*TAREFA PROPOSTA*
Copie fielmente do excerto abaixo, sobre casamento e amor ao longo da história, o segmento que se inicia nas palavras que contêm "Com a formação" e se encerra em "burgueses (Kolontai, 2008).".

*EXCERTO*
_ _ _ _

Na sociedade feudal europeia (consolidada entre os séculos IX e XIII), durante a Idade Medieval, predominava a importância da religiosidade, de modo que a Igreja Cristã exercia forte influência e poder social, especialmente na difusão e manutenção de valores relacionados ao matrimônio. Através do casamento transformado em sacramento, buscava-se controlar o comportamento dos indivíduos, inclusive em termos sexuais. O amor excessivo e o prazer carnal eram fortemente recriminados pelos moralistas cristãos, devendo a sexualidade ter como finalidade única a procriação. Quanto à esposa, esta deveria venerar o marido e submeter-se às suas ordens, sendo sua importância no meio familiar diretamente relacionada à capacidade de gerar filhos (Bauer, 2001).

Kolontai (2008) acrescenta que na época do feudalismo imperavam na escolha do cônjuge os interesses familiares e o cumprimento de suas tradições. A moça não tinha liberdade de escolha, enquanto o rapaz que preferisse uma mulher cujas características fossem destoantes daquelas almejadas pela família, teria que enfrentar censuras e reprovações seríssimas. Os sentimentos de caráter pessoal não deveriam se sobrepor à vontade familiar, uma vez que, na ideologia da sociedade feudal, amor e matrimônio não podiam estar ligados. Sendo assim, as relações sexuais ficavam restritas ao ato físico.

Com a formação da moral burguesa, a partir dos séculos XIV e XV, os ideais da cultura feudal passaram a perder força, dando espaço para novas condutas nas relações sexuais, através da indissociação entre casamento e amor. Esse novo ideal burguês de amor, representado pela união entre atração física e afinidade psíquica, embora fosse violado, colocava-se como um forte instrumento para consolidação do núcleo familiar como base da unidade econômica burguesa, fundada no consumo e no acúmulo de capital. O amor passou a ser considerado como sentimento legítimo apenas no matrimônio, com a finalidade de fortalecer a família enquanto instituição geradora de riquezas, isolada e alheia ao restante da sociedade, atendendo assim aos interesses burgueses (Kolontai, 2008).

A Idade Moderna (século XVI até finais do século XVIII), conforme Bauer (2001), foi marcada por muitas transformações, especialmente nos âmbitos econômico e cultural, como: expansão do comércio internacional e das cidades; ascensão da classe burguesa, detentora dos meios de produção; crescimento do poder centralizador do Estado através das monarquias absolutistas; enfraquecimento do monopólio da Igreja Católica a partir da ascensão do protestantismo; paulatina substituição do teocentrismo (explicação e visão do mundo baseada nos saberes religiosos) pelo humanismo (exaltação de aspectos humanos); e o consequente fortalecimento da ciência empírica. Não obstante, de acordo com esse autor, tais mudanças não trouxeram progresso ao universo feminino, ocorrendo o distanciamento gradativo da mulher do trabalho institucional, sendo seu papel cada vez mais limitado ao serviço doméstico e cuidado dos filhos.

_ _ _ _

*DADOS FORNECIDOS*
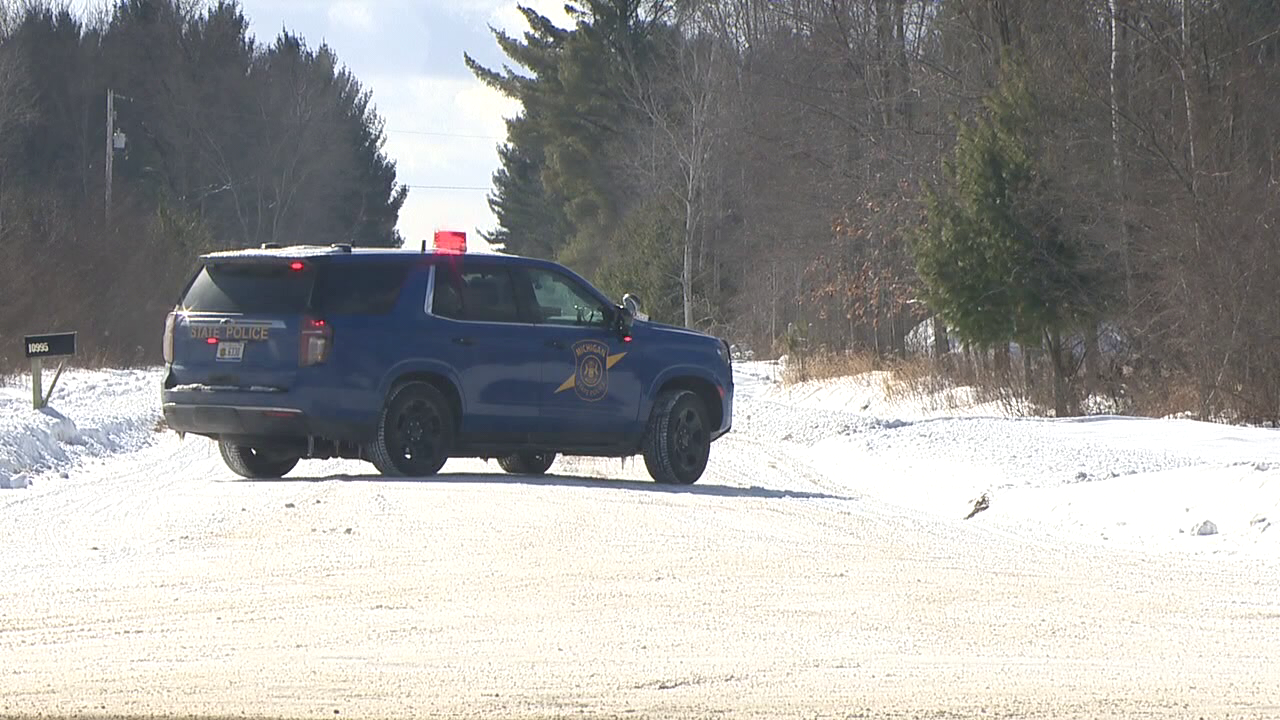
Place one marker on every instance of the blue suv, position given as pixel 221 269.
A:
pixel 407 359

_ _ _ _

*RESPOSTA ABAIXO*
Com a formação da moral burguesa, a partir dos séculos XIV e XV, os ideais da cultura feudal passaram a perder força, dando espaço para novas condutas nas relações sexuais, através da indissociação entre casamento e amor. Esse novo ideal burguês de amor, representado pela união entre atração física e afinidade psíquica, embora fosse violado, colocava-se como um forte instrumento para consolidação do núcleo familiar como base da unidade econômica burguesa, fundada no consumo e no acúmulo de capital. O amor passou a ser considerado como sentimento legítimo apenas no matrimônio, com a finalidade de fortalecer a família enquanto instituição geradora de riquezas, isolada e alheia ao restante da sociedade, atendendo assim aos interesses burgueses (Kolontai, 2008).